■ WHAT THIS TASK INVOLVES:
Quote the forum thread on working-dog grips and bloodlines word for word, beginning at the words "## Adi Ibrahimbegovic" and stopping after "he was Fado.".

Thanks for the info, on a serious note, i can't believe fero's grips were like that,although he seems to really thrash the sleeve around.To think that a large percentage of west line dogs have him in their pedigree:-s I started a thread on importance of full mouth grips, he looked confident but for some reason only known to the three wise men he wouldn't grip with a full mouth.
I didn't know that anybody thought knpv dogs had bad grips,the suit is terribly difficult to grip but most of the dogs ive seen still have a full grip.


----------



## Daryl Ehret (Apr 4, 2006)

I had a stud who was a g-grandson of Marko zBZ (an older Marko than the one mentioned above I think). His grips were very full and hard. My disappointment in him as a schutzhund dog, was having less than devout and enthusiastic attention for the handler during obedience routines, than is commonly found among the more "sporty" west german bloodlines. But, I suppose you could say that more attention on the handler lends to less attention towards the dog's surroundings.


----------



## Adi Ibrahimbegovic (Nov 21, 2008)

about what he said of "not believing the hype" is true.

Here is Fado Karthago, the "legend" found in many , many pedigrees at the wusv world in C.

http://www.youtube.com/watch?v=ROqbeLcIf4Q&feature=related

He got 97 for leaving the helper and circling around? I dunno, that didn't seem all that great to me, but maybe he got it because he was Fado.

■ MATERIAL PROVIDED:
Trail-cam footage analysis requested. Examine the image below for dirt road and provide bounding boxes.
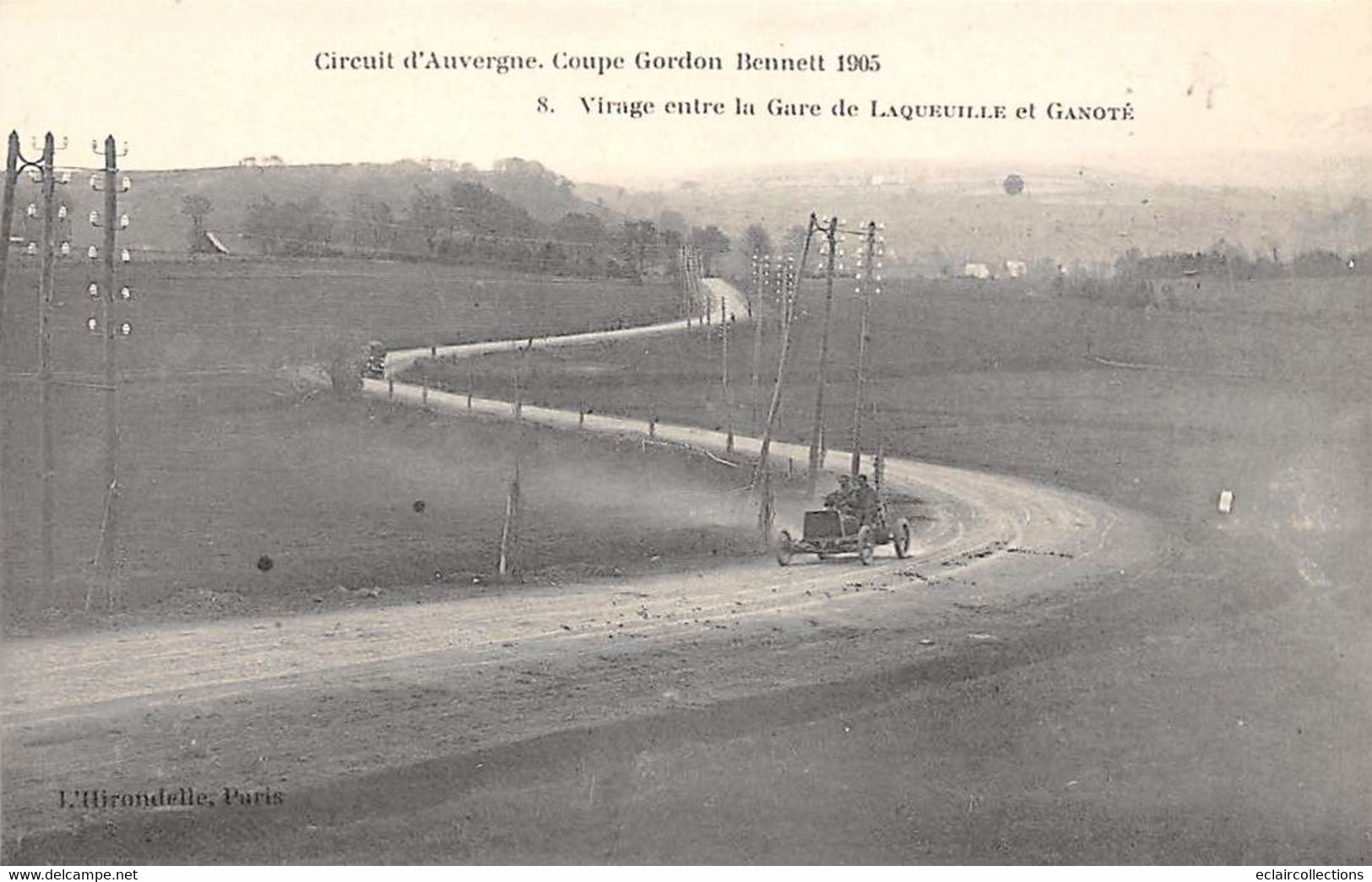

■ ANSWER BELOW:
## Adi Ibrahimbegovic (Nov 21, 2008)

about what he said of "not believing the hype" is true.

Here is Fado Karthago, the "legend" found in many , many pedigrees at the wusv world in C.

http://www.youtube.com/watch?v=ROqbeLcIf4Q&feature=related

He got 97 for leaving the helper and circling around? I dunno, that didn't seem all that great to me, but maybe he got it because he was Fado.